Data section:
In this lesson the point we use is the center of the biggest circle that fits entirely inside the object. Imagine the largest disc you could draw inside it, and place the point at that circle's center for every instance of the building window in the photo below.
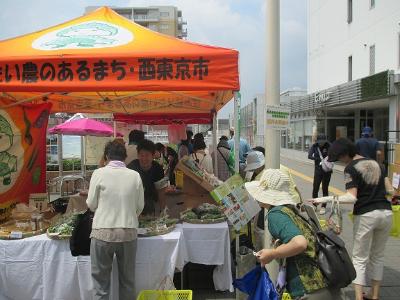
(349, 11)
(153, 27)
(371, 4)
(372, 60)
(350, 68)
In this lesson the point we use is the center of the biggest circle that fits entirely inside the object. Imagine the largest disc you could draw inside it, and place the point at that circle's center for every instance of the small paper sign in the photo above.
(396, 180)
(16, 235)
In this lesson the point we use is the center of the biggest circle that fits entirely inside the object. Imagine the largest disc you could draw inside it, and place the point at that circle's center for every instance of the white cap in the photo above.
(254, 160)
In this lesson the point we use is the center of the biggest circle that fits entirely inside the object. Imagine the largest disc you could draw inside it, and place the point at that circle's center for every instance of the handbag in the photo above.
(257, 285)
(332, 256)
(326, 165)
(79, 242)
(335, 218)
(230, 167)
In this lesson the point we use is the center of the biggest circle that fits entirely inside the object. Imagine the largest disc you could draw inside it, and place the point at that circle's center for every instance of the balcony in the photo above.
(145, 18)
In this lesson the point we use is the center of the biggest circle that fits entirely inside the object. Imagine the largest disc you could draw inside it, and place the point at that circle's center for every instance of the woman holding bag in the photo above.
(366, 185)
(304, 279)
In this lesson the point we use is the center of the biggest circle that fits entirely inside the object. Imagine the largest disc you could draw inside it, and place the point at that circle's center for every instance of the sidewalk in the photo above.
(303, 174)
(391, 282)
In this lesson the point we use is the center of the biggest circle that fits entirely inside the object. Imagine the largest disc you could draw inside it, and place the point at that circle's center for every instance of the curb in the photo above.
(338, 169)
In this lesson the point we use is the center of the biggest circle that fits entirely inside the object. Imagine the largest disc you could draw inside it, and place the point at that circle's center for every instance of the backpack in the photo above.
(332, 256)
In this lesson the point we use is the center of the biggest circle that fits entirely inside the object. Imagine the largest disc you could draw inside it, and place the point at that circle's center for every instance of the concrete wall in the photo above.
(331, 40)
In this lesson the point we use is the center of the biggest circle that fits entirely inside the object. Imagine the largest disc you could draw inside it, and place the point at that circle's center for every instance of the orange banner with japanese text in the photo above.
(22, 153)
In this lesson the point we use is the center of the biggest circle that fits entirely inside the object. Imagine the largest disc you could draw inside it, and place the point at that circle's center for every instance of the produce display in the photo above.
(204, 214)
(62, 229)
(196, 170)
(23, 228)
(149, 226)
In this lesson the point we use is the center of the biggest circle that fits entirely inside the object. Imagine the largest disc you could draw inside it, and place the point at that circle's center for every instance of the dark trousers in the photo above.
(325, 178)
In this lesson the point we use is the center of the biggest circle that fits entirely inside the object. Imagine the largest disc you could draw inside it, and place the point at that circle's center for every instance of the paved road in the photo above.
(303, 173)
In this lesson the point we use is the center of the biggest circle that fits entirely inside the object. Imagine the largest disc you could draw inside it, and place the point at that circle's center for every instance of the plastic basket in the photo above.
(323, 225)
(165, 295)
(286, 296)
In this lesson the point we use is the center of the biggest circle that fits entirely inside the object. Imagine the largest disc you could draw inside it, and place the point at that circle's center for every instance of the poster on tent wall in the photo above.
(239, 207)
(22, 153)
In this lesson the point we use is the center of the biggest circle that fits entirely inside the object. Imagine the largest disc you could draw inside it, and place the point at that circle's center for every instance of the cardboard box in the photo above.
(39, 200)
(188, 172)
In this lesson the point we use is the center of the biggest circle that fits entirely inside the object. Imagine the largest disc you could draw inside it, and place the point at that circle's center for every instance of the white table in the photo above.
(209, 244)
(40, 268)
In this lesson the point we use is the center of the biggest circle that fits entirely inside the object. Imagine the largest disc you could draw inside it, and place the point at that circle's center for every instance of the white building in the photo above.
(164, 19)
(351, 39)
(252, 117)
(353, 66)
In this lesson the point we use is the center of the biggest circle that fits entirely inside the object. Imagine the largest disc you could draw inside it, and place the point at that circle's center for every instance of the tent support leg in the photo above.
(83, 155)
(236, 116)
(272, 97)
(60, 155)
(214, 147)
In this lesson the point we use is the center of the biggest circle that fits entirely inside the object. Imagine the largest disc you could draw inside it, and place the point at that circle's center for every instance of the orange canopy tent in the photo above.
(104, 63)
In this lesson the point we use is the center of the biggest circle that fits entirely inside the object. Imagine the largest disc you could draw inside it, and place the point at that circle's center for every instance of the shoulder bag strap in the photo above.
(320, 154)
(223, 157)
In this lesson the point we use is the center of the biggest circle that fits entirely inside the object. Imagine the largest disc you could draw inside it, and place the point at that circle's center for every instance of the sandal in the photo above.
(366, 298)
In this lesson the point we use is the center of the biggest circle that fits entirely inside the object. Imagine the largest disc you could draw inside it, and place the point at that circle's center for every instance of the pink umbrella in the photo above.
(83, 127)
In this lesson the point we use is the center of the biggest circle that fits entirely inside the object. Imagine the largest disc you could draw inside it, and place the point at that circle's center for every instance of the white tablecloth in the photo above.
(209, 244)
(40, 268)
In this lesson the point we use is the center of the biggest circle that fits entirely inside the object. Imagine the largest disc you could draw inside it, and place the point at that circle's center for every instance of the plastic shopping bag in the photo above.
(335, 217)
(257, 285)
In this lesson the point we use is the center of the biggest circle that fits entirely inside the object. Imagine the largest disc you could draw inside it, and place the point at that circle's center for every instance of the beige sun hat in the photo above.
(273, 188)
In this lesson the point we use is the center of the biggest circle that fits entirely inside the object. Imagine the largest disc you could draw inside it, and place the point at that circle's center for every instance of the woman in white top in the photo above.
(116, 197)
(203, 159)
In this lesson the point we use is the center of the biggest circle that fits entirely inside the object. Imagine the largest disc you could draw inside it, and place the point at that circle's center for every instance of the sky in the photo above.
(238, 24)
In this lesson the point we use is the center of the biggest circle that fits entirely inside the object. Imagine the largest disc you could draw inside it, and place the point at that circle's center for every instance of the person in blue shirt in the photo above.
(244, 146)
(368, 146)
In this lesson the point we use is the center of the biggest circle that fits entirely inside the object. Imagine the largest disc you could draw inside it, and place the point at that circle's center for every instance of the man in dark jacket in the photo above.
(368, 146)
(318, 150)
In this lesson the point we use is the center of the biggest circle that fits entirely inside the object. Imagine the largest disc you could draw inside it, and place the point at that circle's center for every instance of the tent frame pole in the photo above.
(236, 116)
(60, 155)
(214, 147)
(272, 97)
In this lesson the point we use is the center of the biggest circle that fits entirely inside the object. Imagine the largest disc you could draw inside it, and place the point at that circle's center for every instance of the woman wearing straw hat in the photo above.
(304, 279)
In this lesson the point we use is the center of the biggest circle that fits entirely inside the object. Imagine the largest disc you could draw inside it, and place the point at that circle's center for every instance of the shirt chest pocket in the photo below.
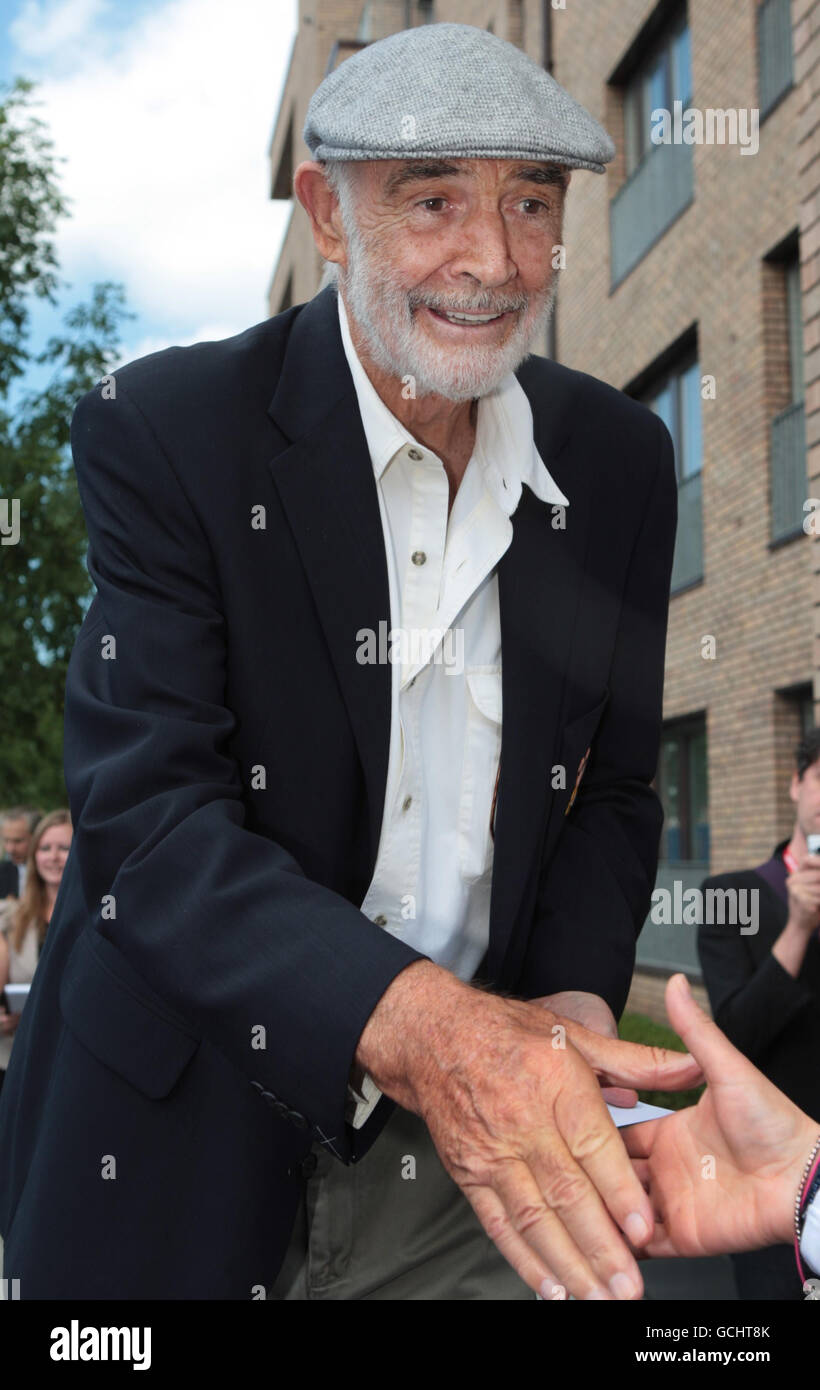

Problem description:
Copy every row above verbatim, omitting the pictures.

Reply to the exercise:
In this lesson the point we use is the center of the biggest circle that fits entirely inside the object. Imagine the largest disc you could draw inside it, and place the point at that circle's center for every instance of the building window in the photo below.
(349, 11)
(153, 27)
(371, 4)
(372, 60)
(350, 68)
In this lesson the point we use is the center of the biggest circle that fits entirely inside the object. Imagine the largest disc you could draw inside it, and place the point at that circle's center for every instance of the small paper sign in the photo above.
(396, 180)
(16, 235)
In this lesson the point we use is the center of the biggest circle that fits entirely inside the object. Imagine the largest disc you could draw inside it, and place the point at that circle's center for every instance of the white cap in the photo above.
(254, 160)
In this lesson the point we use is the center of the biggest circle that fits entirely inside the object. Imagine the largest disc you could draw inside it, and place the point at that circle's center for every instance of the handbag in the photo above.
(257, 285)
(332, 256)
(326, 165)
(79, 242)
(335, 218)
(230, 167)
In this lesson the point we use is the center of the biggest circle that fits entirely inside the object. Imagine the largest disc you could draw inside it, and place the point at that circle's center for every instance of the balcony in the photo above.
(145, 18)
In this lesson the point we use is the center of the biggest circle that fits entirely inside the object. Imagine the largest disc you could draw inside it, and place the point at that circle's center for every instance of the woman holding bag in the photo above.
(366, 185)
(304, 279)
In this lesson the point we use is the center of the biggest circle that fits entirely inside the object. Imagine the largest disc you could draw inside it, and place the point at that circle's center for every instance of the sidewalk in the photo above.
(303, 174)
(391, 282)
In this lesson the point we use is the center of the biggest circle that fits entirely inside the object. Imagine the largest disc you could draw inside it, and place the point at that circle's center for every instance of the curb in the photo above.
(338, 169)
In this lesson the point we use is the center of the biggest circle that fits entirely inside the object. Imagine the largest disc you could draw inside it, and place the point at that circle's center for every instance of the backpack in the photo above.
(332, 256)
In this lesson the point we use is the center of the biggest circle that fits entirely inside the object. Imagine the largest disc you could draw inside it, and place the point at that circle's center for every instance of the concrete wall in the photo above.
(331, 40)
In this lesson the point we use is the center of the biggest circle that fits entirely inside the object. Imagine the largest disc you could draw inside it, and place the point at that circle's center for every instance of the orange banner with japanese text in the photo above.
(22, 153)
In this lesson the point we use is the center of the biggest circle that fits entirely inside the object. Imagine the largest disc you could draw inside it, and place the point at that circle's center for every instance of the produce display in the photo above.
(204, 214)
(62, 229)
(196, 170)
(23, 228)
(149, 226)
In this lesson the point we use is the center of the biggest circle that fits entirely inside the object. Imagine the largest disc you could draw inside it, and place the point at that circle's center for every instance of the dark trousers in the photo above.
(325, 178)
In this lesson the point we use is the center of the biggest circle that fits entirely inside the object. Imagine the largest disc you could draw inside it, and place the point at that circle's center for every instance of the paved road in the photo above.
(303, 173)
In this lesson the point we use is the center of the biggest circle that fits entirely inside the object. Imagine the largest disc you could draw inside it, and place the point at that circle's center for every instance of the plastic basket in the photo above.
(323, 225)
(165, 295)
(286, 296)
In this lesson the point we use is the center of the biggest circle that fits entirely inside the object. Imagine the largest disc you could draw inside it, and place the point at that circle's center for every instance of the poster on tent wall in the photo above.
(239, 207)
(22, 153)
In this lesson the point we use is the center of the biggest circle that fits entirely inside the object. Imagine the largest disc you could draw inside it, and place the point at that circle's center for every instance of the cardboard box in the photo above.
(39, 200)
(188, 172)
In this lesson the point we use is the center of the biggest circle that fits entirely inside the object. Imagine the largest disc you could draw inside it, and place the point at that circle's center for every instance of the white table in the photo above.
(209, 244)
(40, 268)
In this lesson the point we use is the center of the biggest circle that fits entirely inside the object. Imagine the largest disc you could draw inside it, and place the point at that circle's center for every instance of the white building in the photo above.
(164, 19)
(351, 39)
(252, 117)
(353, 66)
In this lesson the point we use is the center of the biggest circle that fits entirely inside the object. Imagine the largest disc you could draw inside it, and place the point at that circle's center for every instance of the tent support leg in the photo above.
(83, 155)
(236, 116)
(272, 97)
(60, 155)
(214, 147)
In this lesson the point we use is the center of the biggest circle that fits entirely inside the object. Imagine the largest disc you could draw inside it, and place the point at that circle's center for every instance of the orange canopy tent in the photo above.
(104, 63)
In this lesson the point we use is the center of the biggest circle that fits entirely inside the object. Imagine the largest disc you could draw inside it, and place the point at that circle's center for every instance of the shoulder bag strap in the photo above.
(320, 154)
(223, 157)
In this lesson the point we use is the center of the biggest circle that fits entirely inside the object. Imagine the largest disc you could draw inside it, and place the point at that circle's center for every instance of the sandal in the photo above.
(366, 298)
In this lesson the point we use is the center of the biggest circle that fits entirely inside the object. Imagine the largest disc you could draw inside it, and place the point at that circle's center for every instance of the pink umbrella in the photo above.
(83, 127)
In this lesson the point we use is the center of the biggest circle that fits entirely inside the object. Imagine the largest disc you could draw inside it, and place the point at that circle's center for every instance of the white tablecloth in the photo above.
(209, 244)
(40, 268)
In this lesson the point we use is the center of the biggest circle that fits entirely inside the object. Imagine the largest disc you could draw inside it, and place the point at that circle's center for every instance of the plastic shopping bag in the photo above.
(335, 217)
(257, 285)
In this lesson the point we use is the center of the biggest circle that fits entirely inside the object. Imagine the largest disc you could draw inside it, and place the point at that circle's center for every instance of the beige sun hat in the photo above.
(273, 188)
In this lesson the point we use is the center of the biggest circle that fits entirely inside the object. Imagine the largest disc you could draw inside it, and place the point at that circle's center for every instance of the woman in white top in the photo above.
(116, 197)
(203, 159)
In this lesson the point we use is the center of the biggest circle that fits entirely inside the object. Imagine the largest disc you could draw inside it, and place the point at that circle's center for every instance of the sky in the photo above.
(238, 24)
In this lesson the point we use is the center of the biggest circle that fits entirely inside the object. Imagine the largest disc you could draw inside it, and place the point at that circle's center for every instance of the person in blue shirt in the photo above.
(244, 146)
(368, 146)
In this lesson the point we use is the center of the biggest circle that fits entirely inside the object. Imagine the largest disc you could draw inside it, and place the point at that circle's center for every instance of the man in dark jacket in the photo above.
(368, 146)
(318, 150)
In this lesson the point we use is the center of the biggest circle that fits entirely inside the object. Imagine the largest disc you could draw inside it, and place the point at that circle's center for every instance of the tent frame pole in the photo above.
(236, 116)
(60, 155)
(214, 147)
(272, 97)
In this lesson the point we use is the center of the biggest circle that fits entirely inside the object. Imagine the largest disc you could draw inside it, and place the point at that circle's center for every instance of the woman wearing straw hat in the photo above.
(304, 279)
In this lesson the point we use is the center of the biggest circle that fits entirely inside the object. Imagine the largest disc you could draw inside it, and place the point at that circle's center for every instance of the shirt chest pocket in the photo below.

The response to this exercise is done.